Übungsaufgaben:
1. Stimmen die folgenden Aussagen mit dem Textauszug überein? Antworten Sie jeweils mit Ja oder Nein und zitieren Sie die entscheidenden Worte wörtlich. (a) Die geplante zweite Pipeline soll Öl der autonomen Kurdenregion über die Türkei exportieren. (b) Bakir bestätigt, dass die Kurdenregion die Friedensgespräche unterstützt, um für die Pipeline ein sicheres Umfeld zu schaffen. (c) Nach Bakirs Angaben ist die Türkei der wichtigste Handelspartner der Kurdenregion.
2. Woher kommt laut dem Textauszug ebenfalls Kritik daran, dass PKK-Kämpfer mit ihren Waffen in die autonome Kurdenregion marschieren?

Die Presse: Es gibt Pläne für eine zweite Pipeline, mit der das Öl der autonomen Kurdenregion im Irak über die Türkei exportiert werden soll. Unterstützt die Kurdenregion die Friedensgespräche zwischen der Türkei und der kurdischen Untergrundorganisation PKK, um für die Pipeline ein sicheres Umfeld zu schaffen?

Falah Mustafa Bakir: Nein, wir unterstützen den Friedensprozess, um das jahrzehntelange Blutvergießen zu stoppen. Und wir wollen gute Beziehungen zur Türkei. Die Türkei ist unser wichtigster Handelspartner. Deshalb ermuntern wie beide Seiten zum Frieden.

Immer mehr PKK-Kämpfer marschieren mit ihren Waffen in die autonome Kurdenregion. Ist das nicht ein Sicherheitsproblem? Diese Kritik kommt auch aus Bagdad.

Datenauszug:
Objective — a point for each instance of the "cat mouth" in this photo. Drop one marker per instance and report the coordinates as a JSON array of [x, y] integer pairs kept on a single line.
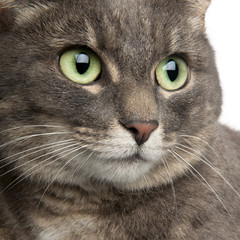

Musterlösungen:
1.
(a) Ja: „mit der das Öl der autonomen Kurdenregion im Irak über die Türkei exportiert werden soll“
(b) Nein: „Nein, wir unterstützen den Friedensprozess, um das jahrzehntelange Blutvergießen zu stoppen.“
(c) Ja: „Die Türkei ist unser wichtigster Handelspartner.“

2. Aus Bagdad.